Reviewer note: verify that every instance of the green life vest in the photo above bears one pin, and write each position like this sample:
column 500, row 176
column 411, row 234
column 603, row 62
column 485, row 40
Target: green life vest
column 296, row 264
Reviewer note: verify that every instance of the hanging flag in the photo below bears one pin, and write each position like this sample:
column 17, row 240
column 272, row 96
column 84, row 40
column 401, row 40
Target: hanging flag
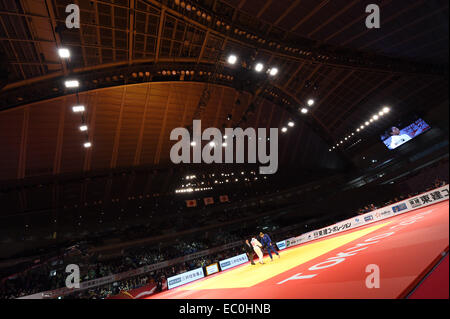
column 208, row 200
column 191, row 203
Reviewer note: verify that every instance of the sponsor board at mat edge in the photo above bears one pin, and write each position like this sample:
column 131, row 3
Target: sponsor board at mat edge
column 212, row 269
column 184, row 278
column 428, row 198
column 281, row 245
column 233, row 261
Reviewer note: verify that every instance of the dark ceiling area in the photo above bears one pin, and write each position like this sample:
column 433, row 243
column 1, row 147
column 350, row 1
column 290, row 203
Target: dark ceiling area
column 146, row 67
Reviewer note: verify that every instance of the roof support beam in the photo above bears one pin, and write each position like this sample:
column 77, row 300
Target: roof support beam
column 60, row 137
column 115, row 151
column 160, row 28
column 23, row 144
column 137, row 156
column 163, row 129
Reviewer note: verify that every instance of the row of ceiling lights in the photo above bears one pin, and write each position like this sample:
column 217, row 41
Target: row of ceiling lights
column 385, row 110
column 64, row 53
column 273, row 71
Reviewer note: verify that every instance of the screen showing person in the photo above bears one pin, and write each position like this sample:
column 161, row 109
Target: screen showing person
column 396, row 137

* REQUIRED WORK *
Please transcribe, word for word, every line from the first line of the records above through the line containing "Reviewer note: verify that every instance of the sponsor", and leave out any pictures.

* RESPONSE TO THIS EXERCISE *
Reviewer note: verify that every instance of the green life vest in the photo above bears one pin, and write each position like this sample:
column 500, row 176
column 411, row 234
column 603, row 62
column 485, row 40
Target: green life vest
column 296, row 264
Reviewer note: verify that every instance of the hanging flag in the photo below bears one pin, and write each position like this sample:
column 17, row 240
column 272, row 96
column 84, row 40
column 401, row 40
Target: hanging flag
column 208, row 200
column 191, row 203
Reviewer note: verify that every instance of the sponsor board at mat edge in the photo above bears one pin, and write each position like this sample:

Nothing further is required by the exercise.